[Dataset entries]
***

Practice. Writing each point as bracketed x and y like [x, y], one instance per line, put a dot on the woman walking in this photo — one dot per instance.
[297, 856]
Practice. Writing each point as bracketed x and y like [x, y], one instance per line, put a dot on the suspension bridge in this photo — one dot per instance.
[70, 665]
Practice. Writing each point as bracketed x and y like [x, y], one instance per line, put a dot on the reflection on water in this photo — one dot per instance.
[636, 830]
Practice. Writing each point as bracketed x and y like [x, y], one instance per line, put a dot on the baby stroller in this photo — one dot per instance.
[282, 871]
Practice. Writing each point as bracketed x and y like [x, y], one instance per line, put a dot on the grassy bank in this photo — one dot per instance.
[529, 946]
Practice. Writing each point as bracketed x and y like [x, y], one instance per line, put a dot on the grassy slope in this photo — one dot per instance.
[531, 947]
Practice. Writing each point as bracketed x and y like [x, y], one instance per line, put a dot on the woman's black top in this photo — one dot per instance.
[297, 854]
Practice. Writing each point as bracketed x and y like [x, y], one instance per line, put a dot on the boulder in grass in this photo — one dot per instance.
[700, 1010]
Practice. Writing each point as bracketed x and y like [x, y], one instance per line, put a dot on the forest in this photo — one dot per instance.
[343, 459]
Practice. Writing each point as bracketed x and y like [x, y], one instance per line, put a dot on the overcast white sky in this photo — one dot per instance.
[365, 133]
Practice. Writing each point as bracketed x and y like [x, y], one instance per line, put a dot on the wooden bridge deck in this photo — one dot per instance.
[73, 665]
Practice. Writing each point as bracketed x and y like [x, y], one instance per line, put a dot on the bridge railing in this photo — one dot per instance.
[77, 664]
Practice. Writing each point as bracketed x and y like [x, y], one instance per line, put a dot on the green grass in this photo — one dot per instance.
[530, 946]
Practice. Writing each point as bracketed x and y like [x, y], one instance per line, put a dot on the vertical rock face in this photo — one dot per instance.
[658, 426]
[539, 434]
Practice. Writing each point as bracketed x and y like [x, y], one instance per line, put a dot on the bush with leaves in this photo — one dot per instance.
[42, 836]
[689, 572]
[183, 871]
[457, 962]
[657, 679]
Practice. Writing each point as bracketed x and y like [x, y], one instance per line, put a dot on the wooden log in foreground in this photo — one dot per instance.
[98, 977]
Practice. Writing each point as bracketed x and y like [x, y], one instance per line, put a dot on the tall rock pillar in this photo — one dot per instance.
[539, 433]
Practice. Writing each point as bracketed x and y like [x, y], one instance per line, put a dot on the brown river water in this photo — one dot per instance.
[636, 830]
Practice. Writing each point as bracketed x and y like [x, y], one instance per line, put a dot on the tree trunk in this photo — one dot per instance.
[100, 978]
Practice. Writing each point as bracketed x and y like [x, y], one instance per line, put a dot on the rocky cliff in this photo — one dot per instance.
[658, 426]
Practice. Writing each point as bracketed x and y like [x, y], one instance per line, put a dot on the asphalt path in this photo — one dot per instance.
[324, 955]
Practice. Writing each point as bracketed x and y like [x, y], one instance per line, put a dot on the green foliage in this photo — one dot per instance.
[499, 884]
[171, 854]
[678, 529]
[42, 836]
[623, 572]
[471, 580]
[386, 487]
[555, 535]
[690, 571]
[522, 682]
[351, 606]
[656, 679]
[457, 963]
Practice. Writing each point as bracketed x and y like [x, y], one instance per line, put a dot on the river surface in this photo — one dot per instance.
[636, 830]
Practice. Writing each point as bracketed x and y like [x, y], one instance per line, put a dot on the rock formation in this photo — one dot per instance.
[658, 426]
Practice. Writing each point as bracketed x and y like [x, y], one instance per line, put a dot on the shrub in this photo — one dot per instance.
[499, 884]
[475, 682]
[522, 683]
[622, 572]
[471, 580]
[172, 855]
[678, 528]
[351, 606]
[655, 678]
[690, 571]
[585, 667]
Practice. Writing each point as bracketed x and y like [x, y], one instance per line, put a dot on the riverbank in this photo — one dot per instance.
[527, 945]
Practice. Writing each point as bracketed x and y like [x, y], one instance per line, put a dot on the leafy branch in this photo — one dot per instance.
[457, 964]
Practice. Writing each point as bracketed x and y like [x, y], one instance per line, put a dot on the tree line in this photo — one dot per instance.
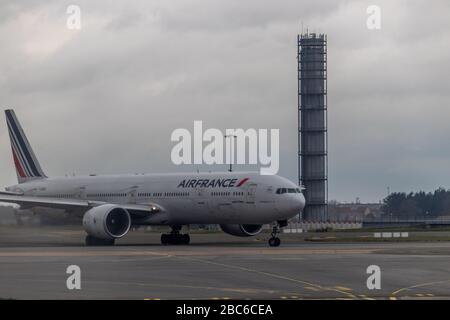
[417, 205]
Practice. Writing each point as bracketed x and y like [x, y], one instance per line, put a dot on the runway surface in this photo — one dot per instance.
[33, 265]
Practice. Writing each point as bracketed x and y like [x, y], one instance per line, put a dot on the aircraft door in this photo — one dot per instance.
[250, 193]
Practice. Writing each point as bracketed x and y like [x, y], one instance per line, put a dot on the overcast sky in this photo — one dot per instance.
[105, 99]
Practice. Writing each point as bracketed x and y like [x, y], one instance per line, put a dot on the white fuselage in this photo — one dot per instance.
[189, 198]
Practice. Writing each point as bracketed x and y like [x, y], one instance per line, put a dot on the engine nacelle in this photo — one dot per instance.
[107, 221]
[241, 230]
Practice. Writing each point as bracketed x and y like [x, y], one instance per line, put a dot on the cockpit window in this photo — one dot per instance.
[288, 190]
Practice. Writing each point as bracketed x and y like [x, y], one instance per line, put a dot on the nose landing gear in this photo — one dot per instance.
[175, 237]
[274, 241]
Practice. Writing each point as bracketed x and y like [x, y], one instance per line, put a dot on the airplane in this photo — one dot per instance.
[109, 205]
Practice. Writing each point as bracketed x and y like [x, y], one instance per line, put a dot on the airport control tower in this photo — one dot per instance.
[312, 124]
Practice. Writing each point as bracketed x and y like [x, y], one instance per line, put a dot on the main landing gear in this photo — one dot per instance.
[93, 241]
[175, 237]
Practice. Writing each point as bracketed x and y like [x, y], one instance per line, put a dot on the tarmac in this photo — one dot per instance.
[33, 264]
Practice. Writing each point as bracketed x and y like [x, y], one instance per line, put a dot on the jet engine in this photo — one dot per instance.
[107, 221]
[241, 230]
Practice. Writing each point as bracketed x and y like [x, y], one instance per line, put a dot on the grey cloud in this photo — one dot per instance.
[107, 99]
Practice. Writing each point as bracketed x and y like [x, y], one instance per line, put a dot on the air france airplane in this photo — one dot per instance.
[240, 202]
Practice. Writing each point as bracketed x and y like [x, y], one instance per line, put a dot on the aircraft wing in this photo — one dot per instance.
[135, 210]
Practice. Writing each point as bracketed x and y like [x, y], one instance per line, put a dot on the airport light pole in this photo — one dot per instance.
[231, 149]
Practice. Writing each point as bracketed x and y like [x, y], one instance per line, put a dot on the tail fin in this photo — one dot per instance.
[27, 166]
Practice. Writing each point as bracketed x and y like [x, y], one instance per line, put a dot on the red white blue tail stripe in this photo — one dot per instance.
[27, 166]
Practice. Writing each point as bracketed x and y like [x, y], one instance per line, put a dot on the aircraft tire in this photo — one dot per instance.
[274, 242]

***

- Task goal
Each line above should be written out again exactly, without any image.

- Answer to this task
Practice. Writing each point as bracketed x and y like [x, y], one instance per line, put a dot on the woman walking in this photo — one dot per instance.
[297, 856]
Practice. Writing each point as bracketed x and y like [x, y], one instance per line, put a dot on the suspension bridge in this photo — one dot per instance.
[70, 665]
Practice. Writing each point as bracketed x and y like [x, y], one instance per line, put a dot on the reflection on water in this photo — one dot per instance.
[636, 830]
Practice. Writing each point as bracketed x and y like [x, y], one instance per line, put a dot on the baby stroller in this photo — one dot per instance.
[282, 871]
Practice. Writing each point as bracketed x and y like [x, y], one instance per line, put a dot on the grassy bank in this photo — one dot per instance.
[529, 946]
Practice. Writing each point as bracketed x and y like [x, y], one instance per line, put a dot on the grassy slope in this photo — one dot per instance.
[531, 947]
Practice. Writing each point as bracketed x and y like [x, y], one instance per line, put a dot on the woman's black top in this photo — one dot per instance.
[297, 854]
Practice. Writing each point as bracketed x and y like [x, y], one instance per line, put a dot on the boulder in grass in this photo — one dot per instance.
[700, 1010]
Practice. Writing each point as bracketed x and y like [x, y], one instance per line, put a dot on the forest in this photo — one dot per instance.
[343, 459]
Practice. Writing each point as bracketed x and y like [x, y], one instance per line, put a dot on the overcast white sky in this photo — one dot per instance.
[365, 133]
Practice. Writing each point as bracketed x and y like [x, y], one instance per line, put a dot on the wooden bridge deck in this photo — one dot per instance.
[73, 665]
Practice. Writing each point as bracketed x and y like [x, y], one instance per line, put a dot on the bridge railing in this photo — one dot per instance.
[77, 664]
Practice. Writing each point as bracketed x and y like [x, y], one instance per line, put a dot on the green grass in this photo — one dot per instance.
[530, 946]
Practice. Writing each point as bracketed x and y like [x, y], one instance per line, put a dot on the vertical rock face in this photo — one dot per instance.
[658, 426]
[539, 434]
Practice. Writing each point as bracketed x and y like [x, y], one instance per line, put a dot on the bush with leaves in this photo — one dot per instance.
[42, 836]
[689, 572]
[183, 871]
[457, 962]
[657, 679]
Practice. Writing each point as bracketed x and y like [x, y], one instance per line, put a dot on the wooden log in foreground in this photo — one dot per instance.
[98, 977]
Practice. Writing each point as bracketed x and y like [x, y], one instance per line, put a dot on the tall rock pillar in this photo — one dot per instance.
[539, 433]
Practice. Writing each point as bracketed x and y like [x, y], one instance per line, put a dot on the brown river water in this photo — one dot per instance.
[636, 830]
Practice. Writing each point as bracketed x and y like [x, y], one instance per line, put a dot on the tree trunk in this photo — one dot per instance.
[100, 978]
Practice. Writing each point as bracketed x and y like [x, y], one instance per line, put a dot on the rocky cliff in this photo — one dot per instance.
[658, 426]
Practice. Writing each point as bracketed x and y like [x, y], one instance per line, put a dot on the asphalt path in this photo — one dot per instance.
[324, 955]
Practice. Writing each point as bracketed x and y like [x, y], one instance per line, put a dot on the green foliage in this photo — one dot per instance.
[499, 884]
[171, 854]
[678, 529]
[42, 836]
[623, 572]
[471, 580]
[386, 487]
[555, 535]
[690, 571]
[522, 682]
[351, 606]
[656, 679]
[457, 963]
Practice. Writing each point as bracketed x and y like [x, y], one instance per line, put a dot on the river surface in this photo — one dot per instance.
[636, 830]
Practice. Writing each point as bracketed x and y like [x, y], one instance per line, put a dot on the rock formation in this photo — one dot per instance.
[658, 426]
Practice. Writing each point as bracketed x and y like [x, y], one instance per line, put a dot on the shrub in this photo — one dot per instance.
[499, 884]
[475, 682]
[522, 683]
[622, 572]
[471, 580]
[172, 855]
[678, 528]
[351, 606]
[655, 678]
[690, 571]
[585, 667]
Practice. Writing each point as bracketed x and y like [x, y], one instance per line, put a dot on the riverbank in this photo — one dot per instance.
[527, 945]
Practice. Writing each point as bracketed x and y like [x, y], one instance per line, put a dot on the leafy branch in this photo — one dot per instance.
[457, 964]
Practice. Writing each point as bracketed x and y like [x, y], one instance per line, put a dot on the tree line in this photo — one dot per instance.
[417, 205]
Practice. Writing each point as bracketed x and y like [x, y], one instance per line, put a dot on the runway surface in this photo — one dot per instance.
[33, 265]
Practice. Writing each point as bracketed x and y like [x, y], one instance per line, put a dot on the aircraft door in this photo — one dot per instance.
[250, 193]
Practice. Writing each point as bracketed x and y like [x, y], one instance per line, put a dot on the overcast sky in this photo — one dot per instance.
[105, 99]
Practice. Writing each point as bracketed x and y like [x, y], one instance per line, put a dot on the white fuselage in this photo — one dot per instance.
[189, 198]
Practice. Writing each point as bracketed x and y like [x, y], one instance per line, put a dot on the engine nacelle in this photo — one dot per instance.
[107, 221]
[241, 230]
Practice. Writing each point as bracketed x and y like [x, y], one instance per line, put a dot on the cockpit window in this photo — one dot per instance.
[288, 190]
Practice. Writing each point as bracketed x and y like [x, y], one instance per line, put a dot on the nose landing gear in this photo — one dot per instance.
[175, 237]
[274, 241]
Practice. Writing each point as bracketed x and y like [x, y], one instance per line, put a dot on the airplane in this photo — one dot per instance.
[109, 205]
Practice. Writing each point as bracketed x and y like [x, y], one instance per line, put a dot on the airport control tower in this photo — one dot per instance.
[312, 124]
Practice. Writing each point as bracketed x and y like [x, y], one instance per line, put a dot on the main landing gear in this photo — one dot per instance.
[93, 241]
[175, 237]
Practice. Writing each point as bracketed x and y like [x, y], one instance per line, put a dot on the tarmac in this photo — one dot per instance.
[33, 264]
Practice. Writing each point as bracketed x and y like [x, y], one instance per line, put a dot on the jet engine in this photo — one dot per instance.
[107, 221]
[241, 230]
Practice. Writing each point as bracketed x and y like [x, y], one instance per line, put a dot on the grey cloud in this photo — one dot per instance.
[107, 99]
Practice. Writing each point as bracketed x and y like [x, y], one instance per line, put a dot on the air france airplane in this photo — one dot per instance.
[240, 202]
Practice. Writing each point as bracketed x and y like [x, y], one instance per line, put a dot on the aircraft wing in this photo — one dot per instance.
[135, 210]
Practice. Writing each point as bracketed x and y like [x, y], one instance per line, put a dot on the airport light pole in this photo — one dot per instance.
[231, 149]
Practice. Writing each point as bracketed x and y like [x, y], one instance per line, put a dot on the tail fin in this photo — one dot per instance.
[27, 166]
Practice. Writing each point as bracketed x and y like [x, y], one instance per line, put a dot on the red white blue tail stripe in this photo — one dot per instance.
[27, 166]
Practice. Writing each point as bracketed x and y like [x, y], one instance per line, put a dot on the aircraft tire in this photo — one dot per instance.
[274, 242]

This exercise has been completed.